• _Lesetext_:
-=-=-=-=-

Immer mehr Piraterie in Südostasien

Indonesische Piraten spezialisieren sich auf Öltanker

120‘000 Schiffe passieren die Malakkastrasse jedes Jahr, darunter viele Tanker. Doch am südlichen Ausgang der Meerenge lauert eine Jahrhunderte alte Gefahr: Piraten. Dezeit wird jede zweite Woche ein Tankschiff entführt.

„Wir wissen nicht, wo das Schiff ist.“, teilte vorletzte Woche Noel Choong vom International Maritime Bureau IMB in Kuala Lumpur mit. [1] Das IMB bekämpft weltweit die Piraterie im Auftrag der UNO. Bei dem vermissten Schiff handelte es sich um die ‚Orkim Harmony‘, ein Tanker mit 6000 Tonnen Benzin an Bord und 22 Mann Besatzung. Zuletzt meldete sich das Schiff im Südchinesischen Meer, östlich von Malaysia. Vier Tage später wurde das Schiff von Malaysias Marine in vietnamesischen Gewässern entdeckt. Nun hiess es ‚Kim Harmon‘. [2] Die Entführer hatten die ersten beiden und den letzten Buchstaben des ursprünglichen Namens übermalt. Malaysias Marine teilte mit: „Es sind mindestens acht Täter an Bord. Sie sind mit Pistolen und Macheten bewaffnet und sprechen mit indonesischem Akzent. Die Crew ist unverletzt.“ [2] Weitere drei Tage später kommt dann die Mitteilung: „Alle acht Entführer sind in einem Rettungsboot entkommen.“ [3] Am folgenden Tag greift die vietnamesische Polizei dann acht ‚Schiffbrüchige‘ in einem Rettungsboot auf, die „grosse Mengen Bargeld“ bei sich haben. [4] Später stellt sich heraus, dass es sich um Indonesier handelt. [5]

Jolly Roger. Ob die Flagge des legendären Piraten Henry Every je in der Malakkastrasse gesehen wurde, ist nicht bekannt. Doch der Mann würde sich dort zu Hause fühlen: In Südostasien nimmt die Piraterie zu. (Bild: openclipart.org)

-=-=-=-=-

• _Ausgewählte Datensätze_:

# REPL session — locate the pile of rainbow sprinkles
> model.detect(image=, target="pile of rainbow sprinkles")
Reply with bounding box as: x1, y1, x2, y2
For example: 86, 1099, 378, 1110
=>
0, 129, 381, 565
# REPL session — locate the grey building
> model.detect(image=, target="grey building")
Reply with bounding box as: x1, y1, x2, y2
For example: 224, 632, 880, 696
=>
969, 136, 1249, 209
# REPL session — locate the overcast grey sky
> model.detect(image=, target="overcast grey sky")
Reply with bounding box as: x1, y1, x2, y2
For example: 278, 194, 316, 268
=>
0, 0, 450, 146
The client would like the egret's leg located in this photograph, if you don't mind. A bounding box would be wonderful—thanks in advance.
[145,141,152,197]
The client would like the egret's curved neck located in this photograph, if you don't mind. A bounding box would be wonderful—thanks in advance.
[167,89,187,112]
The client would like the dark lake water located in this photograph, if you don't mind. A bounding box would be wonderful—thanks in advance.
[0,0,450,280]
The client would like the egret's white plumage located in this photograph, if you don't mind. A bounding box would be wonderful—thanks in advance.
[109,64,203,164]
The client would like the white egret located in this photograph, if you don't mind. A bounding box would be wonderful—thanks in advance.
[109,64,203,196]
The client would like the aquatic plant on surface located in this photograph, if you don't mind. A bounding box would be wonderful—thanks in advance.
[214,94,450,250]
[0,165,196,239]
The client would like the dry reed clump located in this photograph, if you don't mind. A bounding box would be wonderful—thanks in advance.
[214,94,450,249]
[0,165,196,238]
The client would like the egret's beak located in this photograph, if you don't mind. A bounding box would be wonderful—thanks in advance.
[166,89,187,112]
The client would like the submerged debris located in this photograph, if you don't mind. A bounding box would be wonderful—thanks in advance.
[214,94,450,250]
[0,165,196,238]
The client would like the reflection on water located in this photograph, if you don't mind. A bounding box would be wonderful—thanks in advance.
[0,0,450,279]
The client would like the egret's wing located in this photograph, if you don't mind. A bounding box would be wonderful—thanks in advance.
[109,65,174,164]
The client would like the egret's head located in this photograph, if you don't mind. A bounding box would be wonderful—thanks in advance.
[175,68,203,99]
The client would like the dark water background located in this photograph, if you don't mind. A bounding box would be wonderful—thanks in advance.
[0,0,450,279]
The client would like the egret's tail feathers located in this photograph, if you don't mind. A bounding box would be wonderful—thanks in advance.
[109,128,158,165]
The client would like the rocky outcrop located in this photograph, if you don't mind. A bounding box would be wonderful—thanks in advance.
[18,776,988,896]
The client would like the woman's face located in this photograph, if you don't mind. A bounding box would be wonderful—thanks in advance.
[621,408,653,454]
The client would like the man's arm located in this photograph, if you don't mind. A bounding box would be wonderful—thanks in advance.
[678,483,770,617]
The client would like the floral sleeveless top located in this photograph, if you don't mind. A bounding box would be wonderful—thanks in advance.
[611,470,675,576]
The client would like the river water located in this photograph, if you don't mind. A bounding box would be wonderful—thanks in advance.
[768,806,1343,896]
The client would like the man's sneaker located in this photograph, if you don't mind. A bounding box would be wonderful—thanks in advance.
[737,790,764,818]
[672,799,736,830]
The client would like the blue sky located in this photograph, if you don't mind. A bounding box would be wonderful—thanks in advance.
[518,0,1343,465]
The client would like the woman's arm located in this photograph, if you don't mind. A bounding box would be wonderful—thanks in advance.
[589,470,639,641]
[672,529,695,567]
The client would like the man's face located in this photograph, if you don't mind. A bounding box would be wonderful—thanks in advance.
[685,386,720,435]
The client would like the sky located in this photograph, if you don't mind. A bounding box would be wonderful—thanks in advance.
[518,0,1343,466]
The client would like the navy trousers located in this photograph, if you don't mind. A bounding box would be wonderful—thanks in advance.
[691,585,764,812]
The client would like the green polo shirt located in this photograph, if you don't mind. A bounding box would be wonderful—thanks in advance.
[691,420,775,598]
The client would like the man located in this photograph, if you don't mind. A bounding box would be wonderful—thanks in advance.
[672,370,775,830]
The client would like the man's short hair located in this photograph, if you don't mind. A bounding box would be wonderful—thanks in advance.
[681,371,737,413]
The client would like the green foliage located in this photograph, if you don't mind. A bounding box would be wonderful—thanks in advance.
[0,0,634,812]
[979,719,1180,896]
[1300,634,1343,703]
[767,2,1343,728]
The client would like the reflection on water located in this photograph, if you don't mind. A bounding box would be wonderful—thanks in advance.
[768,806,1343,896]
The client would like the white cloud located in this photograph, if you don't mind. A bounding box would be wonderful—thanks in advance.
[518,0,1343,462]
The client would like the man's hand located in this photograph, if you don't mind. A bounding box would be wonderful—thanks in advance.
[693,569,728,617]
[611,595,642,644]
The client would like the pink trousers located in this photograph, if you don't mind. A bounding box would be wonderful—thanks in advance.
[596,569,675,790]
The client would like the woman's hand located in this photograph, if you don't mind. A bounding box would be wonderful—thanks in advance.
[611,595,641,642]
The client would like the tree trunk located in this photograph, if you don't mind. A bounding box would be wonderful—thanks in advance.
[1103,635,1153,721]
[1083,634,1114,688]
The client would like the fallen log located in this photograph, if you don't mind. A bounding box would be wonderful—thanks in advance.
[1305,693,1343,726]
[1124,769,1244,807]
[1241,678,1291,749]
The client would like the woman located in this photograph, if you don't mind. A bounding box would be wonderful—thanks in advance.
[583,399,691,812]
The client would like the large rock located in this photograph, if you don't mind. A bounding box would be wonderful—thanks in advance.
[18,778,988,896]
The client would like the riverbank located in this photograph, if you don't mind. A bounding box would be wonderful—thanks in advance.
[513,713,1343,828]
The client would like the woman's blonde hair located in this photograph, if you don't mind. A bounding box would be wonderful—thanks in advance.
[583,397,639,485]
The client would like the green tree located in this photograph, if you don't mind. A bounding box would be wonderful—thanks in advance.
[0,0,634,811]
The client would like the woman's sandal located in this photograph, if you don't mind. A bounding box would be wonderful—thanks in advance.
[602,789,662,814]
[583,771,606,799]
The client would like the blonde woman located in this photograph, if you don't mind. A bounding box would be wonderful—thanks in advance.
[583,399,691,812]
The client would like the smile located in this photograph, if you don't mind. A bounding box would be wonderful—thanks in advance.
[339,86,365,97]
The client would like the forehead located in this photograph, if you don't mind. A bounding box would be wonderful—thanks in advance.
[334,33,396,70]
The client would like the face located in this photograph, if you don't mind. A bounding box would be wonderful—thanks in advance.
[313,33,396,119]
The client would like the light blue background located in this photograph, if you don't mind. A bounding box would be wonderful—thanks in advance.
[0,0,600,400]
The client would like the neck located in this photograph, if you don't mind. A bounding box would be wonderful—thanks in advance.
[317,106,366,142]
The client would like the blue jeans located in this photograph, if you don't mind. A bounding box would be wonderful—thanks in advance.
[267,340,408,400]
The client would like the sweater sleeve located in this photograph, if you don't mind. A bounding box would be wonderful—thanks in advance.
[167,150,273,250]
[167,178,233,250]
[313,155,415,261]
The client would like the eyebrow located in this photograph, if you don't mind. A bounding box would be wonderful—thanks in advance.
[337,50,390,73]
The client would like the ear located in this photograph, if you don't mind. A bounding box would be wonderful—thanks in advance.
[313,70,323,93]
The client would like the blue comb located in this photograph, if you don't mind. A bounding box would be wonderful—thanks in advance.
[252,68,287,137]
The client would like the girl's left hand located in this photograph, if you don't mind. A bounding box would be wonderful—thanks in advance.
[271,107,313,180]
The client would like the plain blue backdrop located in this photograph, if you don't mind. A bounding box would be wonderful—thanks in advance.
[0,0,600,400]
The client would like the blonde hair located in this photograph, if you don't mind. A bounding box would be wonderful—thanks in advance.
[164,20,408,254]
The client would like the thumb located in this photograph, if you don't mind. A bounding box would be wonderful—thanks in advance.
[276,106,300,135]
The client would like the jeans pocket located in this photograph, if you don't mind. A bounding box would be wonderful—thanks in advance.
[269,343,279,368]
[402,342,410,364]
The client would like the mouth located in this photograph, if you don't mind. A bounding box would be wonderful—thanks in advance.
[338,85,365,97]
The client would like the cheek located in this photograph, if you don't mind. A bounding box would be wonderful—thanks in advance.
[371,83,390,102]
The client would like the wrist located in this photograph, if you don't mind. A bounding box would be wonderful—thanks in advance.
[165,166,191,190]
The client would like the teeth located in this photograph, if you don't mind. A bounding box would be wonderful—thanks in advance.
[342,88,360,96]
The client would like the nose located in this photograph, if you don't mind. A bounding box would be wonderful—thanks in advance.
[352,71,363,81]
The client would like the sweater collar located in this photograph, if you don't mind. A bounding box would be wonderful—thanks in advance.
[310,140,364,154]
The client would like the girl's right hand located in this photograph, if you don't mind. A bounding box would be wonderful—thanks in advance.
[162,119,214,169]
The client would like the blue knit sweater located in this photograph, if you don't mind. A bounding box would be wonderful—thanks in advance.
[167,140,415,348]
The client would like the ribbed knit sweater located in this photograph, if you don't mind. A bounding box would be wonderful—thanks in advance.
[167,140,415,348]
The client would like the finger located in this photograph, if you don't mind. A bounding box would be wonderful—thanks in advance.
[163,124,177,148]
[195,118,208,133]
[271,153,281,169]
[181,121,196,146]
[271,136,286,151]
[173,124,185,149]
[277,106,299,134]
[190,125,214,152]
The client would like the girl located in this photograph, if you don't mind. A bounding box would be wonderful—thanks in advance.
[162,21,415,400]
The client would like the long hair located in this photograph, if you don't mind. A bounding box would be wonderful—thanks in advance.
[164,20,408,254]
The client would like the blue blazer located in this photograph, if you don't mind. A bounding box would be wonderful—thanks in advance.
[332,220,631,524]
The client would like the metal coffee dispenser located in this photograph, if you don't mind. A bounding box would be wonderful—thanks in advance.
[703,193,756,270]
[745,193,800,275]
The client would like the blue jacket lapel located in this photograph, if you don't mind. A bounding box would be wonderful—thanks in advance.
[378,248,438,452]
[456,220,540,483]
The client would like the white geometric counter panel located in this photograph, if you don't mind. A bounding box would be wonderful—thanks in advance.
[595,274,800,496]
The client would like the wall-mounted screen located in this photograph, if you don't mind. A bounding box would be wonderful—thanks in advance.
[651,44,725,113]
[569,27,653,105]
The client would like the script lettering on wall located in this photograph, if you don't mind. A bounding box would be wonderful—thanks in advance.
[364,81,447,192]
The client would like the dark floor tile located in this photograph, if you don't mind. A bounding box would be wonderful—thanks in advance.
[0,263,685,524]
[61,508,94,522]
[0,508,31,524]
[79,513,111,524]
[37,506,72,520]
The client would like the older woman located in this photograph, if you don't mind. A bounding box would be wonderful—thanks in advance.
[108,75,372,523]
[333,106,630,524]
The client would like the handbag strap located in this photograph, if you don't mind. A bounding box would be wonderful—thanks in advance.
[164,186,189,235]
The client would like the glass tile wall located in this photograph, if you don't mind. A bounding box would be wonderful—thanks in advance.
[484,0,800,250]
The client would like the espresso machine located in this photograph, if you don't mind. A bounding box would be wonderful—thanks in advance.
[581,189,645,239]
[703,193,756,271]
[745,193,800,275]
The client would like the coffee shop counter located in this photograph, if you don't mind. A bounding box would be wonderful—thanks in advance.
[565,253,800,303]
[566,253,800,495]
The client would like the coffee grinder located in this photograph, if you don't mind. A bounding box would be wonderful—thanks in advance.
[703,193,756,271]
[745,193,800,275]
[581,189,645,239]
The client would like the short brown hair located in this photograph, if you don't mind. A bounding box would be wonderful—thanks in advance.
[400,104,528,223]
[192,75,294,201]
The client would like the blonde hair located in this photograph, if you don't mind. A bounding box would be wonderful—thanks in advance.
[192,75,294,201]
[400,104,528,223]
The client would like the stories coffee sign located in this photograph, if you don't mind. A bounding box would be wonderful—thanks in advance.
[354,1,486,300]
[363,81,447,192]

-=-=-=-=-

• _Ziel der Übung_:
Entnimm dem Text über die Piraterie in Südostasien wörtlich den Abschnitt von „Indonesische Piraten spezialisieren“ bis einschließlich „ein Tankschiff entführt.“.

• _Ergebnis der Übung_:
Indonesische Piraten spezialisieren sich auf Öltanker

120‘000 Schiffe passieren die Malakkastrasse jedes Jahr, darunter viele Tanker. Doch am südlichen Ausgang der Meerenge lauert eine Jahrhunderte alte Gefahr: Piraten. Dezeit wird jede zweite Woche ein Tankschiff entführt.